§ SELECCIÓN:

El miércoles 8 de abril pasado concurrí a la basílica San José, de San Martín y
Cochabamba, a escuchar un concierto de Semana Santa con el que el Coro Estable, el Conjunto Pro
Música y la Orquesta Sinfónica Provincial de Rosario homenajeaban a cuatro enormes figuras de la
música universal: Purcell, Haendel, Haydn y Mendelssohn, compositores todos de cuyo nacimiento o
muerte se cumplen este año no menos de dos centurias.
Pero poco antes de comenzar la actuación, una joven repartió unos volantes que
casi todos agradecimos complacidos, tomándolos por un complemento del programa, cuyo texto "rezaba"
–y nunca resultó más oportuna la extensión significativa del término– como sigue:
"Hernández Larguía ha realizado recientemente declaraciones en contra de nuestra Santa Madre
Iglesia y del papa Benedicto XVI en el diario La Capital… ¿Qué clase de católicos somos que
no reaccionamos y lo venimos a aclamar? No podemos permitir que la casa de Dios siga siendo
profanada de esta manera, abriéndoles las puertas de par en par a aquellos que se declaran como sus
enemigos. ¡Viva la Iglesia Católica! ¡Viva el papa Benedicto XVI!".

§ EXTRACTO DE REGISTROS:
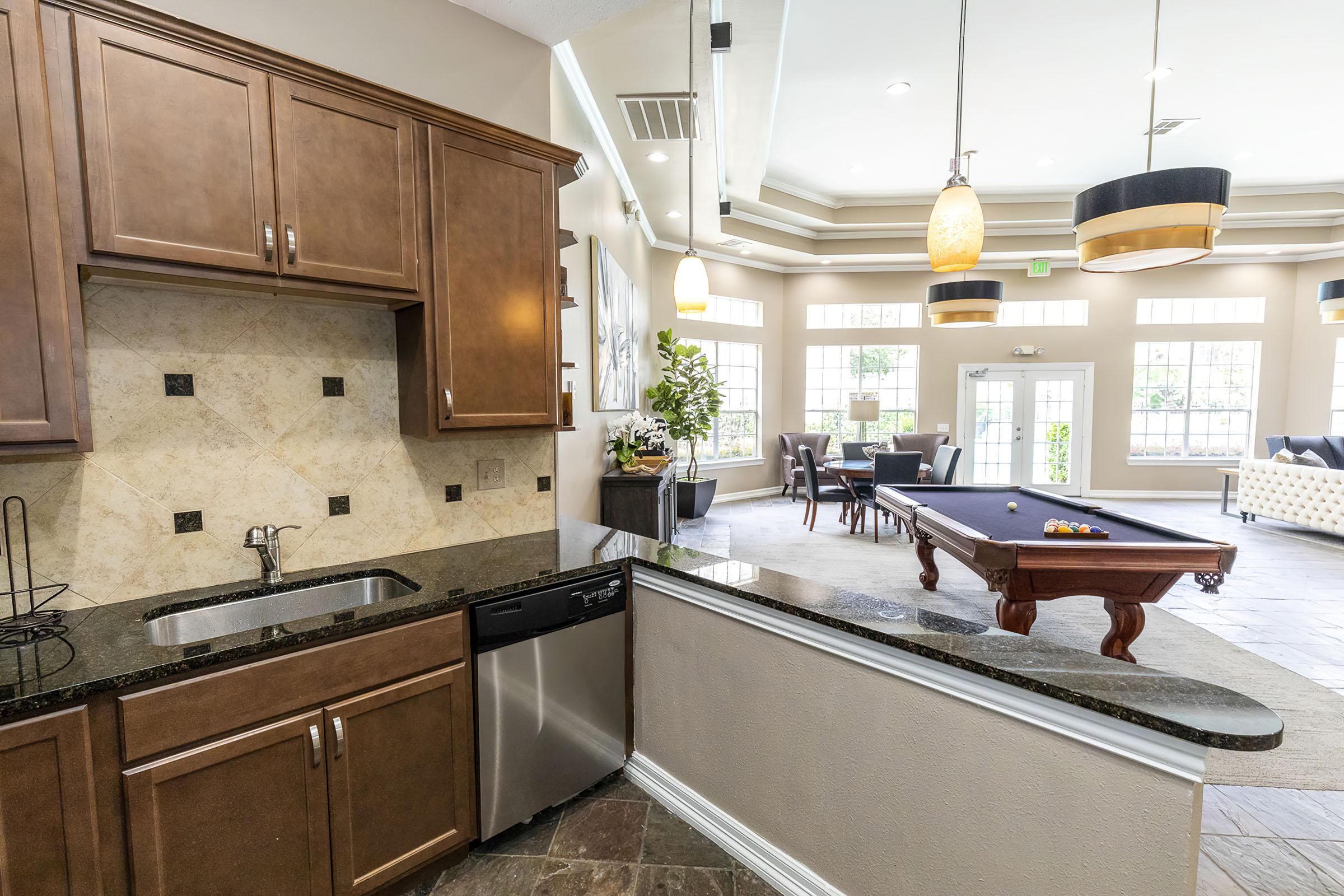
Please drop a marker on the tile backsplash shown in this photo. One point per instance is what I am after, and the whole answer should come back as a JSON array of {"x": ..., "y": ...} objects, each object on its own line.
[{"x": 245, "y": 410}]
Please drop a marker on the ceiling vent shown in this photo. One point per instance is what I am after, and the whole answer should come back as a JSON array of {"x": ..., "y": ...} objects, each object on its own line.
[
  {"x": 659, "y": 116},
  {"x": 1171, "y": 127}
]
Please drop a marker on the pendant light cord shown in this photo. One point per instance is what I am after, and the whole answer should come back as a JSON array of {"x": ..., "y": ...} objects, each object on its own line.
[{"x": 1152, "y": 83}]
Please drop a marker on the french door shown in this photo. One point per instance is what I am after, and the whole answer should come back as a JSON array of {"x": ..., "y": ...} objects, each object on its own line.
[{"x": 1026, "y": 425}]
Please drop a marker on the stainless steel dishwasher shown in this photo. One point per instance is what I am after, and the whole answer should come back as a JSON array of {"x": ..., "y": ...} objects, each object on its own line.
[{"x": 550, "y": 695}]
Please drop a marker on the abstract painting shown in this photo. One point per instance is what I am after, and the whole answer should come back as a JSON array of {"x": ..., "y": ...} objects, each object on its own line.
[{"x": 615, "y": 348}]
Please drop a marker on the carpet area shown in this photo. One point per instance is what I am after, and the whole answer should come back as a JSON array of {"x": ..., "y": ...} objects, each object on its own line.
[{"x": 769, "y": 533}]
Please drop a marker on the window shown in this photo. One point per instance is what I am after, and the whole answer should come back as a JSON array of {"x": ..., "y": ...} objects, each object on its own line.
[
  {"x": 870, "y": 316},
  {"x": 1063, "y": 312},
  {"x": 721, "y": 309},
  {"x": 837, "y": 371},
  {"x": 1249, "y": 309},
  {"x": 1338, "y": 393},
  {"x": 1194, "y": 399},
  {"x": 737, "y": 432}
]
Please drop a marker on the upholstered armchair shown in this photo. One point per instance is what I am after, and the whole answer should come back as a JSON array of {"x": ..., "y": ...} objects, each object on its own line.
[{"x": 791, "y": 460}]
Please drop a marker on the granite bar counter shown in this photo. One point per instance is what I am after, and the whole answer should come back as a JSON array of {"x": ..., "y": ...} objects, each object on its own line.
[{"x": 106, "y": 648}]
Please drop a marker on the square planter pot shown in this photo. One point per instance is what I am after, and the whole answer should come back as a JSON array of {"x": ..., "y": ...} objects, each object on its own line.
[{"x": 693, "y": 499}]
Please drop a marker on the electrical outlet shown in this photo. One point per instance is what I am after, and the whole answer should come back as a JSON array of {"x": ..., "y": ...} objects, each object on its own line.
[{"x": 489, "y": 474}]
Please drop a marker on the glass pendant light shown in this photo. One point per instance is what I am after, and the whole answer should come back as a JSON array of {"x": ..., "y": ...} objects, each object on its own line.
[
  {"x": 958, "y": 223},
  {"x": 691, "y": 285},
  {"x": 1329, "y": 300},
  {"x": 1155, "y": 220}
]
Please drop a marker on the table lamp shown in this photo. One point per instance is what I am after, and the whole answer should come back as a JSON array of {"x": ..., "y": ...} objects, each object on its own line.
[{"x": 864, "y": 410}]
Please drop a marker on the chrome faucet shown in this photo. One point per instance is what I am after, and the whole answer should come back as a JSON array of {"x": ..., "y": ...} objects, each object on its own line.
[{"x": 267, "y": 540}]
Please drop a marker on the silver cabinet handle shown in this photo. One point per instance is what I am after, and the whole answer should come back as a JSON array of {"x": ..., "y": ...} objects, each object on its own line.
[{"x": 340, "y": 736}]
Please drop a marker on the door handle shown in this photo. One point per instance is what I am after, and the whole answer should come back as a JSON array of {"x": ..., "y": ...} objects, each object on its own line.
[{"x": 340, "y": 736}]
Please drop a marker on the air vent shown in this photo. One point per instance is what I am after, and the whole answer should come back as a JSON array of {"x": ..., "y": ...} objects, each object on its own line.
[
  {"x": 1171, "y": 127},
  {"x": 659, "y": 116}
]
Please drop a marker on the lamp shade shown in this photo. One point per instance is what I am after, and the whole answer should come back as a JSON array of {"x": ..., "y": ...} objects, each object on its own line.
[
  {"x": 691, "y": 287},
  {"x": 956, "y": 230},
  {"x": 1155, "y": 220},
  {"x": 1329, "y": 298},
  {"x": 965, "y": 302},
  {"x": 865, "y": 410}
]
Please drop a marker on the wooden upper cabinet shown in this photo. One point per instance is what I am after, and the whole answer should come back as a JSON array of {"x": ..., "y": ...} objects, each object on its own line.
[
  {"x": 176, "y": 151},
  {"x": 347, "y": 189},
  {"x": 37, "y": 362},
  {"x": 245, "y": 816},
  {"x": 496, "y": 269},
  {"x": 49, "y": 834},
  {"x": 402, "y": 772}
]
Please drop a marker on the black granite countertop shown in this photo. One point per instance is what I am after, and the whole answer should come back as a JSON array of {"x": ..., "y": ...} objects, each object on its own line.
[{"x": 106, "y": 647}]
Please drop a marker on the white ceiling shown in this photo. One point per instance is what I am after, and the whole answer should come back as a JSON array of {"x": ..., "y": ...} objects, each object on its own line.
[
  {"x": 1054, "y": 78},
  {"x": 550, "y": 22}
]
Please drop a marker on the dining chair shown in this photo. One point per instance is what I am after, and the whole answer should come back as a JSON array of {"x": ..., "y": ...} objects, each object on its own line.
[
  {"x": 889, "y": 468},
  {"x": 945, "y": 464},
  {"x": 816, "y": 494}
]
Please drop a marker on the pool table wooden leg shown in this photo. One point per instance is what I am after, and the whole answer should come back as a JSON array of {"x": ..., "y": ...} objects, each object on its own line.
[
  {"x": 924, "y": 550},
  {"x": 1127, "y": 624}
]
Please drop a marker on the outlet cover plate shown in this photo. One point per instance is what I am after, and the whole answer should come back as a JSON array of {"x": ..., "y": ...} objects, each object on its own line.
[{"x": 489, "y": 474}]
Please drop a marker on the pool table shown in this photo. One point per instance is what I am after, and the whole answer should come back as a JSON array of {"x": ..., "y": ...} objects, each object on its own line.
[{"x": 1136, "y": 564}]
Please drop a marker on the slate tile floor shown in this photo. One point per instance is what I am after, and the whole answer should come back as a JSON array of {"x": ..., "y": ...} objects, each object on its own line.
[{"x": 612, "y": 840}]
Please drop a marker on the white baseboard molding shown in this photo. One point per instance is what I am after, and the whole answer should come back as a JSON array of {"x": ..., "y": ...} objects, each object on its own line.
[
  {"x": 772, "y": 864},
  {"x": 745, "y": 496}
]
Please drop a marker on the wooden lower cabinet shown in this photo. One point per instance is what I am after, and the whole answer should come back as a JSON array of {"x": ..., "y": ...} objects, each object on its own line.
[
  {"x": 245, "y": 816},
  {"x": 49, "y": 836},
  {"x": 401, "y": 767}
]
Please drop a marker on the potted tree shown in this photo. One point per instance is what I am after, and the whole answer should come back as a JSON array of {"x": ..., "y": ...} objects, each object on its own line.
[{"x": 689, "y": 401}]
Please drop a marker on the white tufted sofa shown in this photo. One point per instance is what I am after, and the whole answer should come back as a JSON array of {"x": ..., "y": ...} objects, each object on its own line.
[{"x": 1308, "y": 496}]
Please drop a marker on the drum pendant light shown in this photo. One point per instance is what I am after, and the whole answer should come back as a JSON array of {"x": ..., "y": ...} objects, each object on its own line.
[
  {"x": 965, "y": 302},
  {"x": 1155, "y": 220},
  {"x": 691, "y": 285},
  {"x": 1329, "y": 298},
  {"x": 958, "y": 223}
]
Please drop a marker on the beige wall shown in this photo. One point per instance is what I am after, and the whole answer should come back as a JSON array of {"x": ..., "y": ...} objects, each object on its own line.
[
  {"x": 257, "y": 442},
  {"x": 592, "y": 206},
  {"x": 1108, "y": 340},
  {"x": 866, "y": 778},
  {"x": 737, "y": 281},
  {"x": 431, "y": 49}
]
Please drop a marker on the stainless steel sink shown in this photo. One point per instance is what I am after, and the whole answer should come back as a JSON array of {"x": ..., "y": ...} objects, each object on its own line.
[{"x": 202, "y": 624}]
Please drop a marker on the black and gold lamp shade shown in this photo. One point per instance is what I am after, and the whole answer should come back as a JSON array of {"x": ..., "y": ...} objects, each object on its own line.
[
  {"x": 965, "y": 302},
  {"x": 1155, "y": 220}
]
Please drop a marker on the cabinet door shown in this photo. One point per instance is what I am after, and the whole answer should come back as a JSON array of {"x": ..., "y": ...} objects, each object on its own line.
[
  {"x": 401, "y": 765},
  {"x": 347, "y": 190},
  {"x": 176, "y": 151},
  {"x": 496, "y": 300},
  {"x": 37, "y": 366},
  {"x": 49, "y": 836},
  {"x": 245, "y": 816}
]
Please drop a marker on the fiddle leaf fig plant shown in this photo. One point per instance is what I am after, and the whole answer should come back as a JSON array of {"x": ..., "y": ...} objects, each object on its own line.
[{"x": 689, "y": 396}]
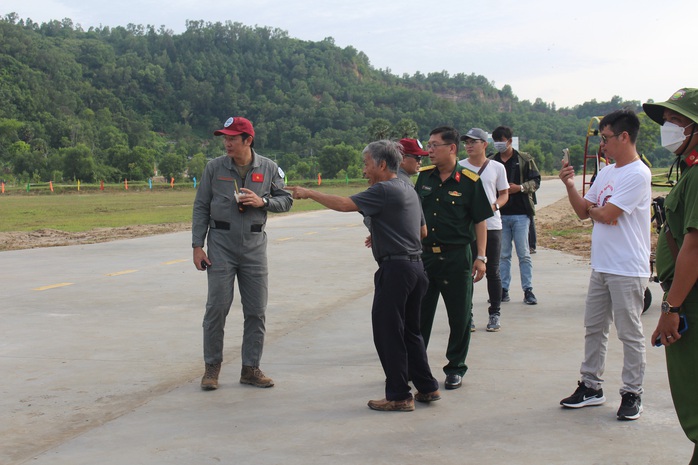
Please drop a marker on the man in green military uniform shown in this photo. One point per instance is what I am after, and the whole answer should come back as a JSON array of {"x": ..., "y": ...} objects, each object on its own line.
[
  {"x": 455, "y": 207},
  {"x": 677, "y": 254}
]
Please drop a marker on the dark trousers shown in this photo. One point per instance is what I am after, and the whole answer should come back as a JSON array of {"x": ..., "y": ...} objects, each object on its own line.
[
  {"x": 400, "y": 286},
  {"x": 450, "y": 276},
  {"x": 494, "y": 280}
]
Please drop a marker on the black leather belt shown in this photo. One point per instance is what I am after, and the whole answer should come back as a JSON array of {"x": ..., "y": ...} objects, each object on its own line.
[
  {"x": 409, "y": 258},
  {"x": 215, "y": 224},
  {"x": 220, "y": 224},
  {"x": 442, "y": 248}
]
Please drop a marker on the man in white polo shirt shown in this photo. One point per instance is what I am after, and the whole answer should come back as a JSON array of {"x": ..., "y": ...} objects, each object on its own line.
[{"x": 494, "y": 179}]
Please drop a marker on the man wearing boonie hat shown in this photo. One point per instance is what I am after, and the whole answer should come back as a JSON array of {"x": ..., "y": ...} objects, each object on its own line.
[
  {"x": 412, "y": 153},
  {"x": 677, "y": 253},
  {"x": 231, "y": 204}
]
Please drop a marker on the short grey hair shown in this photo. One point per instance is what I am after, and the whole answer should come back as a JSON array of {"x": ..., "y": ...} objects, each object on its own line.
[{"x": 385, "y": 150}]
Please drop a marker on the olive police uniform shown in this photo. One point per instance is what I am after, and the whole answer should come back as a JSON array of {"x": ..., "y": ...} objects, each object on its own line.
[
  {"x": 451, "y": 210},
  {"x": 681, "y": 206},
  {"x": 237, "y": 246}
]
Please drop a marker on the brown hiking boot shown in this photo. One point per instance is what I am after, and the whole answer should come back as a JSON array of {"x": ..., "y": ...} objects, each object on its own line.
[
  {"x": 210, "y": 380},
  {"x": 255, "y": 377},
  {"x": 385, "y": 405},
  {"x": 427, "y": 396}
]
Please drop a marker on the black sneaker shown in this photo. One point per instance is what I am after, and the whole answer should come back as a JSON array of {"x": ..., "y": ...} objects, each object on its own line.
[
  {"x": 529, "y": 298},
  {"x": 493, "y": 324},
  {"x": 505, "y": 295},
  {"x": 584, "y": 397},
  {"x": 453, "y": 381},
  {"x": 630, "y": 407}
]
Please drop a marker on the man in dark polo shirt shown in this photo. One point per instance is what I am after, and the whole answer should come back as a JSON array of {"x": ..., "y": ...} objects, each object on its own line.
[
  {"x": 400, "y": 282},
  {"x": 455, "y": 206}
]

§ EJERCICIOS PROPUESTOS:
1) Según la crónica del concierto de Semana Santa, ¿a qué cuatro compositores rendían homenaje los intérpretes?
2) Continúe la crónica del concierto de Semana Santa a partir de su última oración.

§ RESPUESTAS:
1) A Purcell, Haendel, Haydn y Mendelssohn.

2)
No por escueto y de pequeño formato, el libelo resulta menos significativo, y
hay que advertir que "peca" –esto es: que se equivoca– en varias de sus
consideraciones.
En primer lugar, creo que si nos reunimos allí, no fue para "aclamar" a Cristián
–cuyo talento, musicalidad y versación en la materia han sido ya harto reconocidos–,
sino para disfrutar de una "comunión espiritual", tan legítima como la que se obtiene por medio de
la eucaristía, y que es la que prodiga, sin discriminaciones, la música. (La familiaridad con las
"aclamaciones", tal vez provenga de los estallidos de júbilo que despierta entre sus seguidores el
propio Benedicto XVI –uno de los pocos monarcas absolutos que perviven en el planeta–,
cuando se muestra en público con las enjoyadas mitras y las estolas recamadas en oro a las que
parece ser tan afecto, las que –al igual que la silla gestatoria y los míticos "flabelos",
que por fortuna no fueron repuestos–, se encuentran a años luz de la prístina simplicidad
evangélica).
El segundo "pecado" que comete el libelo –sigo empleando el término pecado
en su acepción griega, de "errar en el blanco"–, es instar a los católicos a abroquelarse en
la "casa de Dios", no "abriéndoles las puertas de par en par a aquellos que se declaran como sus
enemigos".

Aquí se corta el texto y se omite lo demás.